● Task to carry out
Copy all of the records below verbatim.

● Input

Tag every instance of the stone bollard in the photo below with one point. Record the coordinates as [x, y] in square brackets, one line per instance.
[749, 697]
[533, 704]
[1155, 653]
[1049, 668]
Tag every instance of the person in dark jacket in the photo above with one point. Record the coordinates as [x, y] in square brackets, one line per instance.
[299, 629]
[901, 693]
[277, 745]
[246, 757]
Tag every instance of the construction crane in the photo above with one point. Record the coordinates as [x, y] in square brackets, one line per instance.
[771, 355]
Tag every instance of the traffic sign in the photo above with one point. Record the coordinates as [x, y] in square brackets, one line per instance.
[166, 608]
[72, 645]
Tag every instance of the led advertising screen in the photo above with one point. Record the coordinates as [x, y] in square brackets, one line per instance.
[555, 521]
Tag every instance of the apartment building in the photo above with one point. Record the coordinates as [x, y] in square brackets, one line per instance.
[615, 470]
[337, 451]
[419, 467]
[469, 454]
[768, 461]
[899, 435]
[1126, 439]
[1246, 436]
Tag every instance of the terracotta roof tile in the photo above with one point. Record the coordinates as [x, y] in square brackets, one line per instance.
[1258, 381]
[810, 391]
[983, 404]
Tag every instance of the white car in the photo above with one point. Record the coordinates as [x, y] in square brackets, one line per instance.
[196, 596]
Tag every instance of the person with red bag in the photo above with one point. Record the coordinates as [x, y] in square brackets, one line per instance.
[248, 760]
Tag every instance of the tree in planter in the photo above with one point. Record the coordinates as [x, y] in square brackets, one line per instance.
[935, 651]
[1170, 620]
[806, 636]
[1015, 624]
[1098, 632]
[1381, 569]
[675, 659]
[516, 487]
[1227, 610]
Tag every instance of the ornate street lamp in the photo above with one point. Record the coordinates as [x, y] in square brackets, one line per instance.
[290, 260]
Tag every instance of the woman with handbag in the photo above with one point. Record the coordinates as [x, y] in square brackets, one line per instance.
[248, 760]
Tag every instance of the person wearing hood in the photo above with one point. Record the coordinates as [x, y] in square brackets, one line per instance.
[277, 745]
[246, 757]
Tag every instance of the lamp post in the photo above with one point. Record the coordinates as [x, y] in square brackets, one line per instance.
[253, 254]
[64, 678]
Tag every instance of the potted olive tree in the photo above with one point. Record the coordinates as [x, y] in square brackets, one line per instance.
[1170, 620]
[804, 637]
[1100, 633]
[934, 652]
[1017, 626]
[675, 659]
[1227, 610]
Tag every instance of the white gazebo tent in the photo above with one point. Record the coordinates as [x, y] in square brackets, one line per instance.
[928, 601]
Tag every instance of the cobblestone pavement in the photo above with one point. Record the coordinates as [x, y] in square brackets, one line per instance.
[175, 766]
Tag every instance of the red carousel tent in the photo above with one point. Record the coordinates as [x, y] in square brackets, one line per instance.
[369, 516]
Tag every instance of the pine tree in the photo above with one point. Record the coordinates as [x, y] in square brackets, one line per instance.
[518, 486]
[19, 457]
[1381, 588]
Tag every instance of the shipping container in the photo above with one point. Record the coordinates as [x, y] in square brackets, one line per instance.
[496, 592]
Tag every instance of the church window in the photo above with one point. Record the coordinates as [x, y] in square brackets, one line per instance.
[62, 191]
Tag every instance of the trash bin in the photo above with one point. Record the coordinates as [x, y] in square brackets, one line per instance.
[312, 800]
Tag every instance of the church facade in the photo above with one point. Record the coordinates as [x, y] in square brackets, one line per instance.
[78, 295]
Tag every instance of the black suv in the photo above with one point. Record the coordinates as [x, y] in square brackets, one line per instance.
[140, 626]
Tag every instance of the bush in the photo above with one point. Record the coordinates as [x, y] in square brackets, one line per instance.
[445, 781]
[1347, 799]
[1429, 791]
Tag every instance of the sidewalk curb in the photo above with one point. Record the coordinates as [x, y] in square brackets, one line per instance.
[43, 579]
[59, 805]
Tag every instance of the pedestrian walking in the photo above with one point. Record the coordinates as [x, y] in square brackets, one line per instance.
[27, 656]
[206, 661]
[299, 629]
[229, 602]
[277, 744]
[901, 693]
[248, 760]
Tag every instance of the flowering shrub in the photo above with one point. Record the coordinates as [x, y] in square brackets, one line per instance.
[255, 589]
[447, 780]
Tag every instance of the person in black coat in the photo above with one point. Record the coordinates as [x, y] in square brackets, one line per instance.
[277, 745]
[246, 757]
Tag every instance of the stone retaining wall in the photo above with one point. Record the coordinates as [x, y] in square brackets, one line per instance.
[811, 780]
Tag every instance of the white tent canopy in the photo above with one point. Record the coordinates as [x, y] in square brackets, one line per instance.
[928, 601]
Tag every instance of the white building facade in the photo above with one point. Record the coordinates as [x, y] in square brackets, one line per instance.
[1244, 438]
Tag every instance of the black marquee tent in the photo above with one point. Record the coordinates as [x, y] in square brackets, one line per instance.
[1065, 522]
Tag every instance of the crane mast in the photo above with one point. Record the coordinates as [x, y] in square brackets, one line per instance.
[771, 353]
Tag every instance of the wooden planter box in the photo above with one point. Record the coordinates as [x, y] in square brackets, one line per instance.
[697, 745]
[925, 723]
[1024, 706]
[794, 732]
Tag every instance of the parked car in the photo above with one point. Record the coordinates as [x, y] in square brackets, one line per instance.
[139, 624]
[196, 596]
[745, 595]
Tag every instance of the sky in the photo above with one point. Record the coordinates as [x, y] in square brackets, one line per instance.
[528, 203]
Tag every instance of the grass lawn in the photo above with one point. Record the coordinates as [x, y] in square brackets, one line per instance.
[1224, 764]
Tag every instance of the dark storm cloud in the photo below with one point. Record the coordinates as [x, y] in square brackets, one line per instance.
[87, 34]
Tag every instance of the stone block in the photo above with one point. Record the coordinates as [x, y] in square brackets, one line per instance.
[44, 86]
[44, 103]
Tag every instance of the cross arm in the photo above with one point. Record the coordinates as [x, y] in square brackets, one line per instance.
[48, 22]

● Output of the exercise
Tag every instance of the stone bollard in the photo below with one point. Record the coordinates as [x, y] in square brackets, one line per instance.
[749, 697]
[533, 704]
[1155, 653]
[1049, 668]
Tag every instance of the person in dark jacket in the photo above with one point. Record the coordinates as [x, y] in square brackets, one line per instance.
[299, 629]
[901, 693]
[277, 745]
[246, 757]
Tag every instance of the construction crane in the photo above with one point. Record the coordinates as [x, y] in square brackets, one line per instance.
[771, 355]
Tag every instance of the traffic sign in the photo above with one point. Record the coordinates as [x, y] in square brackets, one line per instance.
[166, 608]
[72, 645]
Tag every instance of the led advertising screen in the photo above with one point. Record the coordinates as [x, y] in square brackets, one line per instance.
[555, 521]
Tag every instance of the apartment building in the photo above with one point. Record the coordinates as [x, y] in square brackets, one line per instance.
[615, 470]
[337, 451]
[419, 467]
[469, 454]
[768, 461]
[899, 435]
[1126, 439]
[1246, 436]
Tag every instance of the terracotta roof tile in the photo above with one point. Record the coordinates as [x, y] in square brackets, one line per instance.
[1258, 381]
[810, 391]
[983, 404]
Tag every instance of the white car in the photo above with one point. Record the coordinates as [x, y] in square brackets, one line per instance.
[196, 596]
Tag every instance of the person with red bag in the photo above with one point. Record the coordinates as [x, y] in square brackets, one line per instance.
[248, 760]
Tag every instance of the tree in planter in the photo above with one point. Record the coordinates as [x, y] in square brackets, one line per instance.
[935, 651]
[1170, 620]
[806, 636]
[1015, 624]
[1098, 632]
[1381, 569]
[675, 659]
[516, 487]
[1227, 610]
Tag every instance of the ornate street lamp in the photo above with one point. Record the coordinates as [x, y] in square brackets, one line per instance.
[290, 260]
Tag every instance of the woman with handbag in the photo above with one point. Record the coordinates as [x, y] in square brackets, one line per instance.
[248, 760]
Tag every instance of the person wearing hood in the photo above with one point. Record the coordinates as [x, y] in square brackets, one line per instance.
[277, 745]
[246, 757]
Tag every instance of the lamp post in the photo above with one point. Record the coordinates as [x, y] in square brackets, one line per instance.
[253, 254]
[64, 678]
Tag every instance of the potted olive tree in the photo above with one point. Record the coordinates as [x, y] in square brackets, one line per instance.
[1170, 620]
[804, 637]
[1100, 633]
[934, 652]
[1017, 626]
[675, 659]
[1227, 610]
Tag every instance of the white gazebo tent in the photo above with one point. Record the coordinates as [x, y] in square brackets, one line per instance.
[928, 601]
Tag every instance of the cobblestone pavement in the photo above with one point. Record the coordinates as [x, y] in square brackets, one line per instance.
[175, 766]
Tag every instance of the red carousel tent in the photo above with one point. Record the coordinates as [x, y] in square brackets, one line per instance.
[369, 516]
Tag every instance of the pine tree in the photo above with one point. Record the coordinates as [x, y] in square brackets, one line per instance.
[518, 486]
[19, 457]
[1381, 588]
Tag every instance of the shipping container in the photo above with one point. Record the coordinates as [x, y] in square brackets, one line per instance.
[496, 592]
Tag every instance of the church window in the photo above with one point. Record the coordinates as [x, y] in square brackets, one line per instance.
[62, 191]
Tag every instance of the trash bin in the photo above with one point. Record the coordinates as [x, y] in square brackets, one line per instance.
[312, 800]
Tag every instance of the church facade in the photo above with one point. Record the coordinates as [x, y] in square brackets, one line per instance.
[78, 295]
Tag every instance of the black suv in the photo above with one point. Record the coordinates as [x, y] in square brackets, one line per instance.
[140, 626]
Tag every instance of the bush in the photo above with one point. Record the coordinates as [x, y] in square brackets, one line per instance.
[445, 781]
[1347, 799]
[1429, 791]
Tag every instance of the sidewalk curb in the photo above with one point. Record the coordinates as [x, y] in square brackets, one line per instance.
[43, 579]
[59, 805]
Tag every instance of the pedestrian walking in the photo above with one point. Record the coordinates as [x, y] in square brackets, one line per instance.
[27, 656]
[206, 661]
[299, 629]
[229, 602]
[277, 744]
[901, 693]
[248, 760]
Tag every instance of the flowering shrub in the photo above with one point. Record the coordinates as [x, y] in square brackets, one line per instance.
[255, 589]
[447, 780]
Tag every instance of the person in black coat in the photo above with one point. Record the coordinates as [x, y] in square brackets, one line per instance.
[277, 745]
[246, 757]
Tag every instance of the stone retaining wall in the photo above with one point. Record the coordinates as [x, y] in square brackets, one line per instance.
[811, 780]
Tag every instance of the white tent canopy in the photo above with one point. Record the coordinates as [x, y] in square brackets, one line per instance.
[928, 601]
Tag every instance of the white building facade in the photo above with one point. Record the coordinates as [x, y] in square brackets, one line per instance.
[1244, 438]
Tag every instance of the black marquee tent in the photo above with one point. Record the coordinates as [x, y] in square brackets, one line per instance.
[1065, 522]
Tag every instance of the crane mast in the photo above with one point. Record the coordinates as [x, y] in square brackets, one line per instance.
[771, 353]
Tag every instance of the wooden planter box in the photo above with one point. Record the coordinates as [x, y] in square brackets, one line per instance.
[697, 745]
[925, 723]
[1024, 706]
[794, 732]
Tag every instance of the parked car in the photo above with one point. Record the coordinates as [x, y] in square brackets, one line per instance.
[139, 624]
[196, 596]
[745, 595]
Tag every instance of the sky in the photo above with one point. Record the coordinates as [x, y] in square brackets, one line per instance.
[528, 203]
Tag every instance of the grass lawn in the photo above with one point. Record the coordinates as [x, y] in square brackets, one line per instance.
[1224, 764]
Tag every instance of the dark storm cloud in the photo below with one point. Record the coordinates as [x, y] in square brackets, one line per instance.
[87, 34]
Tag every instance of the stone block in the photo above with one point. Record the coordinates as [x, y] in square brackets, one line per instance.
[44, 86]
[44, 103]
Tag every instance of the cross arm in the photo above with one point. Record the coordinates as [x, y] in square brackets, one line per instance.
[48, 22]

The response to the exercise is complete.